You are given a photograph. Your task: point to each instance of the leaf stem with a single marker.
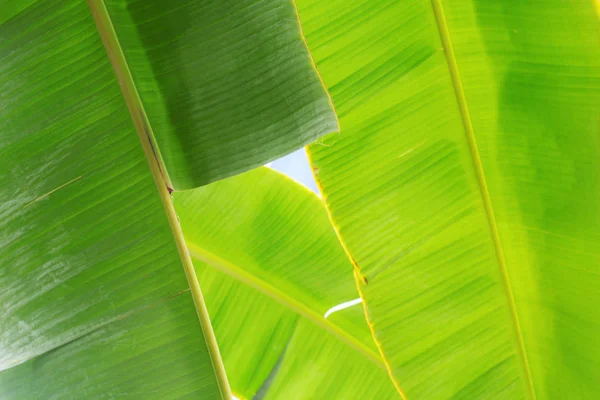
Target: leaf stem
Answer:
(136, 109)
□ □ □ □ □
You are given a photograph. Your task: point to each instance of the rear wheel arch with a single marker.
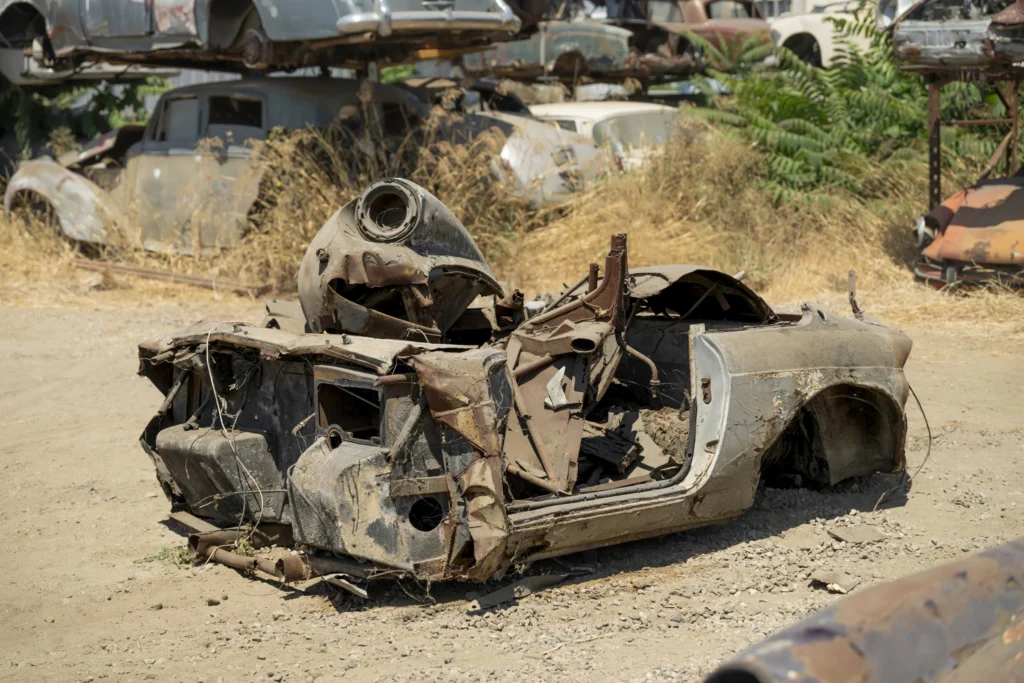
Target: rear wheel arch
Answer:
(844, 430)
□ □ □ □ □
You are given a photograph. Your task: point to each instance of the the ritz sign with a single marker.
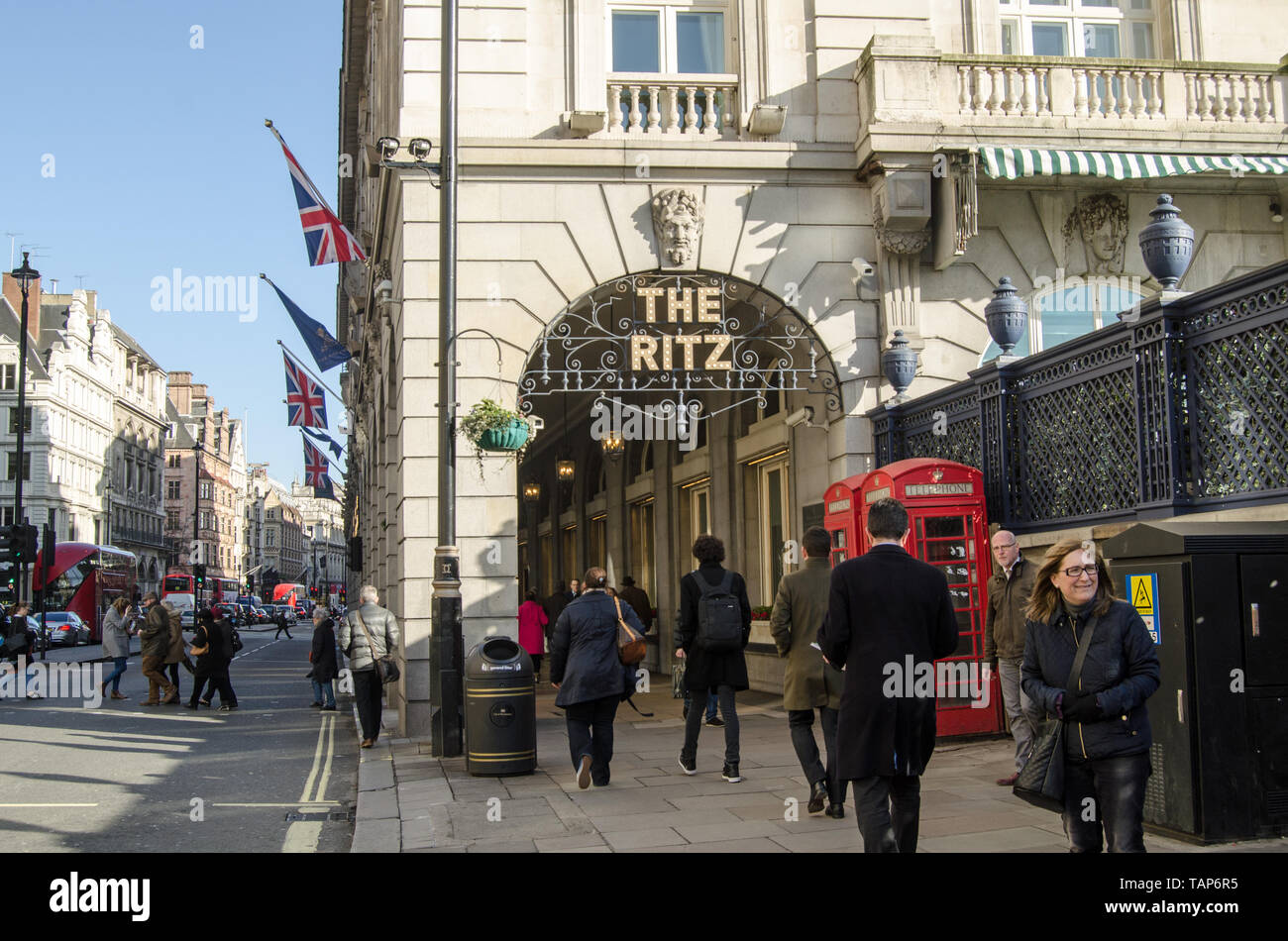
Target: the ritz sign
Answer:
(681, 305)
□ □ □ □ □
> What needs to be done: Scan the material above for the string "stem". Return each line where it occurs.

> Reply:
You are given a photograph. Your task: point to each instance of the leaf stem with a single marker.
Target: leaf stem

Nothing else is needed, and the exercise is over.